As described in film magazines, Winfred North, a widower, marries a widow with two children, believing this will be best for his five-year-old daughter, Dorothy. When her step-mother discovers that Dorothy is to inherit the entirety of her father's fortune, she passes her off as an orphan, and has her adopted by a missionary couple who take the little girl to Africa.

Now aged fifteen, Dorothy is aiding her adoptive father Revered Goodwin in his missionary work, when she meets Robert Armstrong, a prospector, and they become sweethearts. However, the natives take up arms and kill Dorothy's adoptive parents. Dorothy is rescued and taken to New York, where she begins to work in a florist's shop. Armstrong also returns to New York and searches relentlessly for Dorothy. By a series of coincidences he becomes acquainted first with Winfred North, and then with a former friend of Dorothy's step-mother, who reveals what the step-mother has done.
- - - -
Task objective:
Reproduce the part of the film plot summary starting with "As described in" and going on through "girl to Africa.". Rely only on the film plot summary for what follows.

Data under study:
- - - -
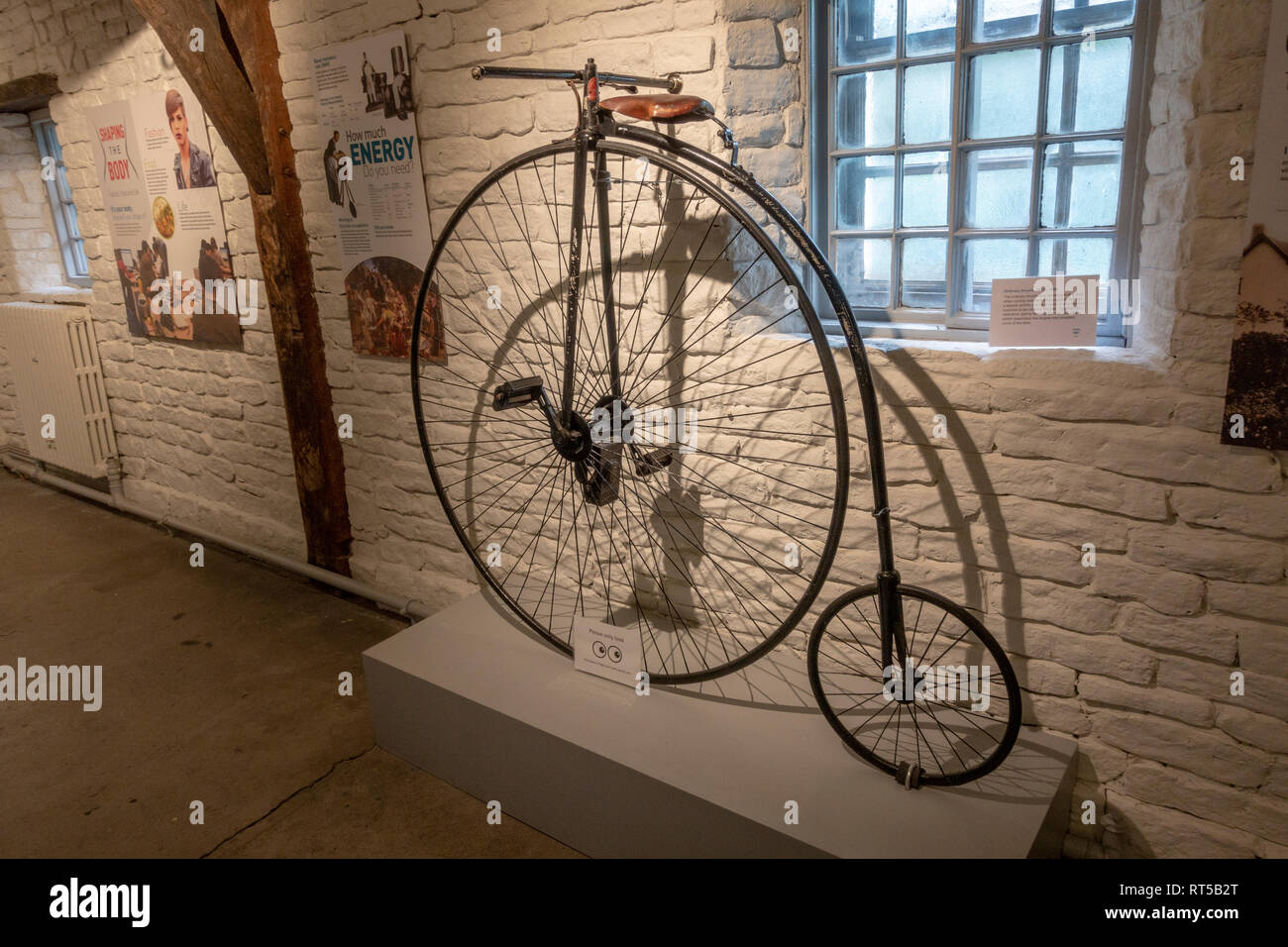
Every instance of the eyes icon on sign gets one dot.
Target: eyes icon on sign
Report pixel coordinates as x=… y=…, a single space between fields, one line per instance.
x=610 y=651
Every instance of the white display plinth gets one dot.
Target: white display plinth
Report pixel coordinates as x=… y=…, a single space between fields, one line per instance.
x=477 y=699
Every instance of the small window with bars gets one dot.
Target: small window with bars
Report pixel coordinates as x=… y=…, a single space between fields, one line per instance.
x=69 y=241
x=964 y=141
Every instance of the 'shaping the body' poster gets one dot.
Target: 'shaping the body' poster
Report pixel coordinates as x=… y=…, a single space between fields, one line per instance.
x=372 y=162
x=163 y=214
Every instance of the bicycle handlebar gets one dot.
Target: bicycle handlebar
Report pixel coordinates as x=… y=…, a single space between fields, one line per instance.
x=671 y=82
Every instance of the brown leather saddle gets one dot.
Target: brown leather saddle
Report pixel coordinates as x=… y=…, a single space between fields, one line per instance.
x=661 y=107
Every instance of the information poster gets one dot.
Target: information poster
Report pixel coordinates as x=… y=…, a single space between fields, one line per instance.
x=165 y=219
x=376 y=188
x=1256 y=394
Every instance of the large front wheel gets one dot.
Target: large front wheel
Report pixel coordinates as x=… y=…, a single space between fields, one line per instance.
x=704 y=509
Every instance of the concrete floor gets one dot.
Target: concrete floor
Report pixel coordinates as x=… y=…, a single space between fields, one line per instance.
x=220 y=685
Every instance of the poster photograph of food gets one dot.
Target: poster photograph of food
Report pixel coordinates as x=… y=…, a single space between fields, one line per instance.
x=376 y=189
x=165 y=218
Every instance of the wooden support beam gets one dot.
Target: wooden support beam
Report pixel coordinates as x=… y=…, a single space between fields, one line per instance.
x=245 y=39
x=217 y=77
x=27 y=93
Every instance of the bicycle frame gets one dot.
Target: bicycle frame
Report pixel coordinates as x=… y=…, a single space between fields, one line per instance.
x=593 y=124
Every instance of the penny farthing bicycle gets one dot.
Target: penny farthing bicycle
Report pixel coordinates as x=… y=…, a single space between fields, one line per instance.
x=631 y=414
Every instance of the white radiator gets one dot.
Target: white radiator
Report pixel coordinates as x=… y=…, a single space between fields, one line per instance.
x=53 y=357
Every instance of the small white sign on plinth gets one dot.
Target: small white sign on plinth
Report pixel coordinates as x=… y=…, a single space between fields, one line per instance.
x=605 y=650
x=1043 y=311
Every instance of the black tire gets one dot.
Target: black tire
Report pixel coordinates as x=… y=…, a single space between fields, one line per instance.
x=845 y=674
x=741 y=626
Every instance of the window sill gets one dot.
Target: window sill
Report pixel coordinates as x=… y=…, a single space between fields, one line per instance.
x=65 y=295
x=986 y=354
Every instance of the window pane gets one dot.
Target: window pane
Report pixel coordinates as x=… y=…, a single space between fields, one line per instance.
x=999 y=183
x=927 y=102
x=866 y=110
x=864 y=31
x=1087 y=88
x=923 y=272
x=986 y=261
x=1003 y=20
x=1076 y=257
x=1080 y=183
x=930 y=26
x=1076 y=16
x=864 y=193
x=925 y=188
x=864 y=270
x=1004 y=93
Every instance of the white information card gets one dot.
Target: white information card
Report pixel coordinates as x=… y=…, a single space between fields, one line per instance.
x=606 y=650
x=1043 y=311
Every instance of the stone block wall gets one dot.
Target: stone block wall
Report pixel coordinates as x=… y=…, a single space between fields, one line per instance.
x=1044 y=451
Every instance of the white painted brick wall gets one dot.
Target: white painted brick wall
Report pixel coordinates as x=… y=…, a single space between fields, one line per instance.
x=1047 y=450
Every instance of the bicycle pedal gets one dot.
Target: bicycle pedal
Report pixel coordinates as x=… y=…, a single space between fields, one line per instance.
x=652 y=463
x=909 y=775
x=516 y=393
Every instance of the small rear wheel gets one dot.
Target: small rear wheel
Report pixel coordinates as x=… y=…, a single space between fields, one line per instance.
x=948 y=715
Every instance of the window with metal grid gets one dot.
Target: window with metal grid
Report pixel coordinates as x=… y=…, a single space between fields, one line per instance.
x=962 y=141
x=63 y=208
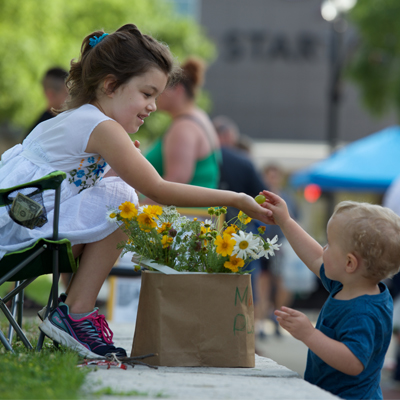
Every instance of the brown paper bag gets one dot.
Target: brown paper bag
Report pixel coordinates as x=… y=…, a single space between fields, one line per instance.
x=195 y=319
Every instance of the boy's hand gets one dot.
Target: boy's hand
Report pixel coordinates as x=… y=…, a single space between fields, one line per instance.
x=295 y=322
x=254 y=210
x=277 y=205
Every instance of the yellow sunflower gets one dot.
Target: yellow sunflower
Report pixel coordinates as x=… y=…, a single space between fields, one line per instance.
x=224 y=245
x=128 y=210
x=230 y=230
x=154 y=211
x=146 y=222
x=234 y=263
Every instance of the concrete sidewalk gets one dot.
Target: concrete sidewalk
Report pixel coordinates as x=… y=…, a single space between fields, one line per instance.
x=268 y=380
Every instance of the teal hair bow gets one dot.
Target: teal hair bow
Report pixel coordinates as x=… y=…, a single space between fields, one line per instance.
x=94 y=40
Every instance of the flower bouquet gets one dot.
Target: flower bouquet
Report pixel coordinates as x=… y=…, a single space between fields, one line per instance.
x=202 y=314
x=165 y=237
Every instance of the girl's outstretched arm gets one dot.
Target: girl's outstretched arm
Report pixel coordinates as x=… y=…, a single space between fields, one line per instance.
x=111 y=141
x=308 y=249
x=333 y=352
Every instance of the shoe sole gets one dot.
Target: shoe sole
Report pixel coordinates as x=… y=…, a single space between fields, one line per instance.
x=42 y=313
x=65 y=339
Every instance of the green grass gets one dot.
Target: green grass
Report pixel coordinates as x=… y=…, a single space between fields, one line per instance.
x=50 y=374
x=38 y=290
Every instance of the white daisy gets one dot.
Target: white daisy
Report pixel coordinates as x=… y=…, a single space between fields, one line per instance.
x=246 y=244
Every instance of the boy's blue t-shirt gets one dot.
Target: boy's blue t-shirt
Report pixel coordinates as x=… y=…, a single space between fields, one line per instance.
x=364 y=325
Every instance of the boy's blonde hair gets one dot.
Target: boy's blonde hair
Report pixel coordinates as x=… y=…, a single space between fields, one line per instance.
x=373 y=233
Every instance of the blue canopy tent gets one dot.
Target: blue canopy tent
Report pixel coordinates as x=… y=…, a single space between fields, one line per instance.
x=368 y=164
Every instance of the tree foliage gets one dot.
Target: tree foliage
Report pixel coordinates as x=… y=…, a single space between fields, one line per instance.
x=39 y=34
x=375 y=65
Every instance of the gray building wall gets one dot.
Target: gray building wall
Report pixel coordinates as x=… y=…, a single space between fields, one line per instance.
x=271 y=73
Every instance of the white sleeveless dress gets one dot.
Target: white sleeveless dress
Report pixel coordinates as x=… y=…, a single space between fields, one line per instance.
x=59 y=144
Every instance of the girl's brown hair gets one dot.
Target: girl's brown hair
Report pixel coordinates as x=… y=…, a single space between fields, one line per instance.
x=192 y=76
x=125 y=53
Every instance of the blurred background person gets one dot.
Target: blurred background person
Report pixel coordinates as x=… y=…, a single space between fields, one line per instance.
x=391 y=199
x=55 y=92
x=189 y=151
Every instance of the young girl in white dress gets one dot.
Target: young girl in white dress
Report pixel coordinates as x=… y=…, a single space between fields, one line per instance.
x=113 y=87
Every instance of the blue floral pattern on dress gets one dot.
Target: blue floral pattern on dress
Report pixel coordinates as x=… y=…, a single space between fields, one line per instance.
x=86 y=176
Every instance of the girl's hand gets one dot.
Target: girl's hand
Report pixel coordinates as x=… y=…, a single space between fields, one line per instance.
x=277 y=205
x=295 y=322
x=251 y=208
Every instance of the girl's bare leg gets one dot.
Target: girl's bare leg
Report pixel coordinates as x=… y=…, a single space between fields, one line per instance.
x=95 y=264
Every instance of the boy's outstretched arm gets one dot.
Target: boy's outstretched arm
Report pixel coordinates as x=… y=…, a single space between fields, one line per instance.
x=334 y=353
x=308 y=249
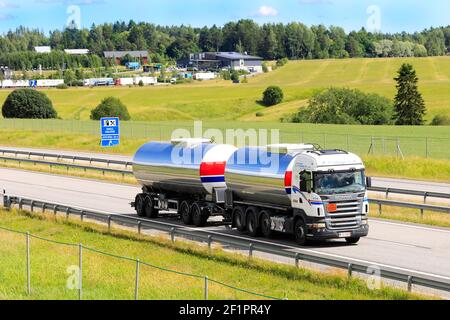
- - - -
Your solution:
As described in film magazines, Winfred North, a widower, marries a widow with two children, believing this will be best for his five-year-old daughter, Dorothy. When her step-mother discovers that Dorothy is to inherit the entirety of her father's fortune, she passes her off as an orphan, and has her adopted by a missionary couple who take the little girl to Africa.